(What to work on): Only the pictures are left out: repeat the rest of the entries exactly.

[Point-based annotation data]
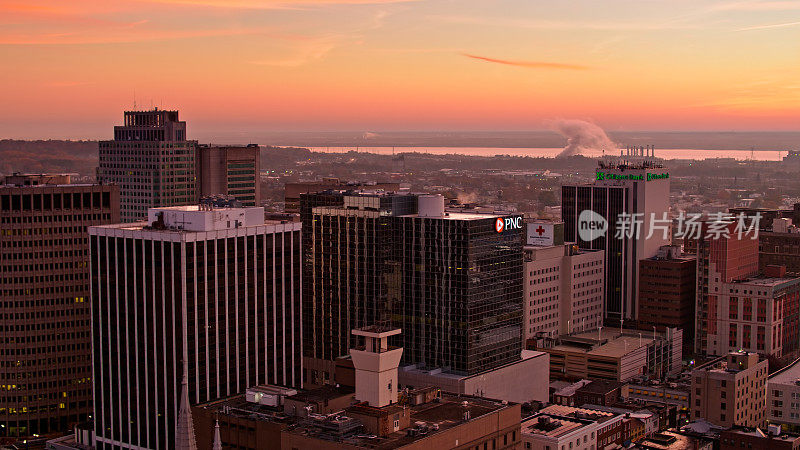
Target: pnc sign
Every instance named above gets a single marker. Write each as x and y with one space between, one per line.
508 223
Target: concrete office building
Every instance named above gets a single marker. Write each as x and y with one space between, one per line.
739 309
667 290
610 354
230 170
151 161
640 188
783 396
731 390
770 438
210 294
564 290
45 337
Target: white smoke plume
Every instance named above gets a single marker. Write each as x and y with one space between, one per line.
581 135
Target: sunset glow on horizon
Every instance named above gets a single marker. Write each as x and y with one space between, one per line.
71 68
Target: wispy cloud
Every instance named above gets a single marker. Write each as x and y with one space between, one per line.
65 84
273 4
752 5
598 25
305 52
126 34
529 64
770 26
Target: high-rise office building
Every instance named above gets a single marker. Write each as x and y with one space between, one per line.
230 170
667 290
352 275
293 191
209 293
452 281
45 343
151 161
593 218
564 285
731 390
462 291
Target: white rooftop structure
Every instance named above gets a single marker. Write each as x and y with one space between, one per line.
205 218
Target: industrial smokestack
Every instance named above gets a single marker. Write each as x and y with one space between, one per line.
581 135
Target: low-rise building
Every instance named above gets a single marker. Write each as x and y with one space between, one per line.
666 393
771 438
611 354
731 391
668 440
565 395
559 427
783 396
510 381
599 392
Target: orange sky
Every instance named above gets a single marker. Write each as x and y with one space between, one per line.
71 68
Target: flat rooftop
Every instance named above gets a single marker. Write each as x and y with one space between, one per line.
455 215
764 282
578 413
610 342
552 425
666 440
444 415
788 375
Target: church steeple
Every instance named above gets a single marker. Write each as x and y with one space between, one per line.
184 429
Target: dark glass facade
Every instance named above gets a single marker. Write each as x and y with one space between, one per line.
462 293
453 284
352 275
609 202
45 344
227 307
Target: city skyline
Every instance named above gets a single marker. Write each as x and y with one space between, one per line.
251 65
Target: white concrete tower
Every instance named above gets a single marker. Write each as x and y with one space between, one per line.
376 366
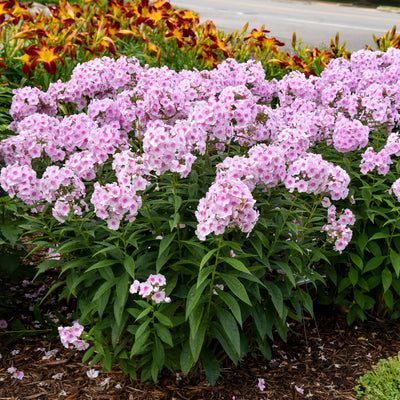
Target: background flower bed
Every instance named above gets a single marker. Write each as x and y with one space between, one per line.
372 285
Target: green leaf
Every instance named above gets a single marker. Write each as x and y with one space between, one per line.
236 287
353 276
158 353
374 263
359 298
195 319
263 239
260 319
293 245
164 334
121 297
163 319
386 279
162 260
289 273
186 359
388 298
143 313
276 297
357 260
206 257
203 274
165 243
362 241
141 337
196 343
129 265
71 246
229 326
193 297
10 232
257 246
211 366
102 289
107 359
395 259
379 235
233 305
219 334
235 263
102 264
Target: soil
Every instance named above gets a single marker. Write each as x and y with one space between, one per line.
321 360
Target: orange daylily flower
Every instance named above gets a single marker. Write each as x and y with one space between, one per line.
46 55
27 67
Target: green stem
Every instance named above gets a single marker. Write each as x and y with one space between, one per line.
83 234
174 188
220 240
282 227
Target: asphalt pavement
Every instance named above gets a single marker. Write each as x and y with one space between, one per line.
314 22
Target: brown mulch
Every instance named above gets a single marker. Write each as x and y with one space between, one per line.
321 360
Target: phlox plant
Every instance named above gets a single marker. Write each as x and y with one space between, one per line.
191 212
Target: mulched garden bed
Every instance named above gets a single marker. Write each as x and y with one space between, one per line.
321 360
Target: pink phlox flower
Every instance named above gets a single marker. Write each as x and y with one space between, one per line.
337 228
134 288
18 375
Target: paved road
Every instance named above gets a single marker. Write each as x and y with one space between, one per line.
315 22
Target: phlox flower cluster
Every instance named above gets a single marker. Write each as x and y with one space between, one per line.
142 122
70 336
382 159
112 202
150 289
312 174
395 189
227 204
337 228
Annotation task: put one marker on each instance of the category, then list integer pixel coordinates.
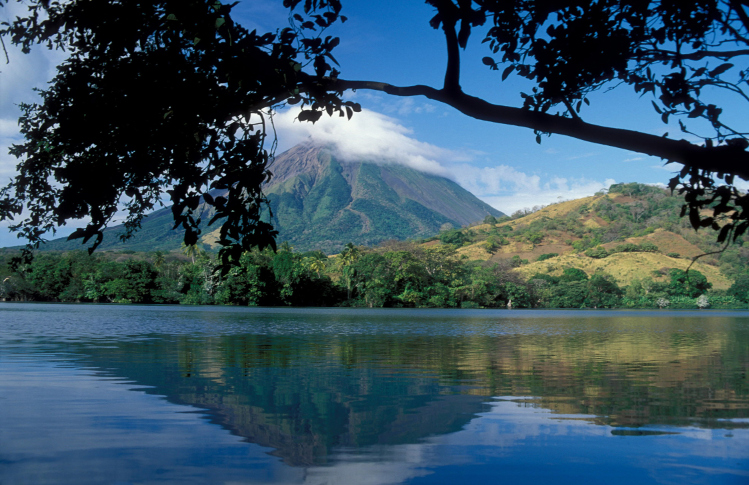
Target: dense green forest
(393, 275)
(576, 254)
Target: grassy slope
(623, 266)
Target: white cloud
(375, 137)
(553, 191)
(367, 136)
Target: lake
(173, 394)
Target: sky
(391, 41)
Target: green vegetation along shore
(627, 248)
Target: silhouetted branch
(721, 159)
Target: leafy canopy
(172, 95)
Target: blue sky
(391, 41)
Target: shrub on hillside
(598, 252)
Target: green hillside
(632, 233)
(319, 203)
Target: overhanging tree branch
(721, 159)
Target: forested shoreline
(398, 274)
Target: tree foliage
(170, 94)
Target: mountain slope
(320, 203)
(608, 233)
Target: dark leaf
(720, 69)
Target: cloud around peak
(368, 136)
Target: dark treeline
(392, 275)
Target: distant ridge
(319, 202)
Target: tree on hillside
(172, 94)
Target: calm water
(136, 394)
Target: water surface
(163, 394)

(Task solution):
Target: pnc sign
Every instance named above gets a single marker. Write each as x and y with one space between, one per line.
508 223
Target: concrete office building
Every instance named above gets a single marker. Write each as x and y with one space between, one per line.
739 309
667 290
610 354
230 170
151 161
640 188
783 396
731 390
770 438
210 294
564 290
45 337
Target: white smoke plume
Every instance named above gets a single marker. Write each as x and y with one space between, one per line.
581 135
Target: sunset glow on horizon
Every instance named above gets a single marker. Write each as x and y with one space between, one per line.
71 68
Target: wispy cloud
Every instance named above gets a single marker. Write each as x and y with one space between, one per line.
65 84
273 4
752 5
598 25
305 52
126 34
529 64
770 26
Target: high-rise office building
Every instance named above gets a single marker. Write each as x and y with one space between, one per line.
230 170
667 290
352 275
293 191
209 293
452 281
45 343
151 161
593 218
564 285
731 390
462 291
Target: white rooftop structure
Every instance named above gets a single marker. Write each as x and y with one space between, one per line.
205 218
Target: industrial smokestack
Every instance named above gets a single marker. Write each as x and y with one space between, one per line.
581 135
Target: low-rise building
Every instance named above gets a single marker. Write each as x and y with one space between, one per line.
666 393
771 438
611 354
731 391
668 440
565 395
559 427
783 396
510 381
599 392
Target: orange sky
Every instance named above gets a single marker. Write each as x and y with one space between, one per line.
71 68
Target: flat rooftop
Every instance named above gets a single marker. Write each as x and y with one space between, one per line.
455 215
764 282
578 413
610 342
552 425
666 440
444 415
788 375
Target: church steeple
Every instance named above gets a single marker. Write each as x and y with one space between, one per line.
184 429
Target: dark glass facade
Every instance named above gets a single marker. Write each as x and y with one space between, one per line.
462 293
453 284
352 275
609 202
45 344
227 307
Target: city skyline
Every instance named above gets a single marker. Write each as x and y with one space between, one per line.
251 65
Target: white concrete tower
Every instance named above gets a single marker. Write each as x and y with one space between, one per line.
376 366
Target: background flower bed
Every instance named above gets a single marker. Write each as x and y with one space between, one per line.
372 285
Target: green leaf
Every instance named above gets a single marker. Write each as x and y with one space between, one per line.
236 287
353 276
158 353
374 263
359 298
195 319
263 239
260 319
293 245
164 334
121 297
163 319
386 279
162 260
289 273
186 359
388 298
143 313
276 297
357 260
206 257
203 274
165 243
362 241
141 337
196 343
129 265
71 246
229 326
193 297
10 232
257 246
211 366
102 289
107 359
395 259
379 235
233 305
219 334
235 263
102 264
Target: soil
Every instance named above gets a single marker. Write each as x and y with one space between, one per line.
321 360
Target: orange daylily flower
Every instance named above gets a single marker. Write each as x and y with one space between, one per line.
46 55
27 67
Target: green stem
Every instance named above gets a single marker. Write each as x and y with one space between, one per line.
83 234
174 188
220 240
282 227
Target: asphalt pavement
Every instance named above gets a single marker. Write each as x and y with one space between, one per line.
314 22
Target: brown mulch
Every instance named above gets a single marker. Write each as x and y with one space between, one per line.
321 360
Target: phlox plant
Every instance named above gets a single marker. Write each as x and y with one space between, one per line.
191 212
Target: mulched garden bed
Every instance named above gets a single marker. Write each as x and y with one space between, one per line.
321 360
Target: pink phlox flower
Every instance named above gets a single marker. Write each as x and y with one space between, one per line.
337 228
134 288
18 375
Target: paved road
Every instance named above gets a single marker. Write each as x and y with one space between, one per line.
315 22
Target: phlox flower cluster
Every instance named above gets a single marker. Write each as x and y with one space between, one per line.
142 122
70 336
382 159
112 202
150 289
312 174
395 189
227 204
337 228
Annotation task: put one marker on each instance of the category, then list integer pixel coordinates.
Target: dense green forest
(393, 275)
(576, 254)
Target: grassy slope
(623, 266)
Target: white cloud
(375, 137)
(553, 191)
(367, 136)
Target: lake
(173, 394)
Target: sky
(391, 41)
Target: green vegetation along shore
(627, 248)
Target: silhouetted branch
(721, 159)
Target: leafy canopy
(172, 95)
Target: blue sky
(391, 41)
Target: shrub on hillside
(598, 252)
Target: green hillside
(632, 233)
(319, 203)
Target: overhanging tree branch
(721, 159)
Target: forested shoreline
(398, 274)
Target: tree foliage
(170, 94)
Target: mountain slope
(320, 203)
(608, 233)
Target: dark leaf
(720, 69)
Target: cloud around peak
(368, 136)
Target: dark treeline
(392, 275)
Target: distant ridge
(319, 202)
Target: tree on hillside
(172, 94)
Target: calm water
(136, 394)
Target: water surface
(163, 394)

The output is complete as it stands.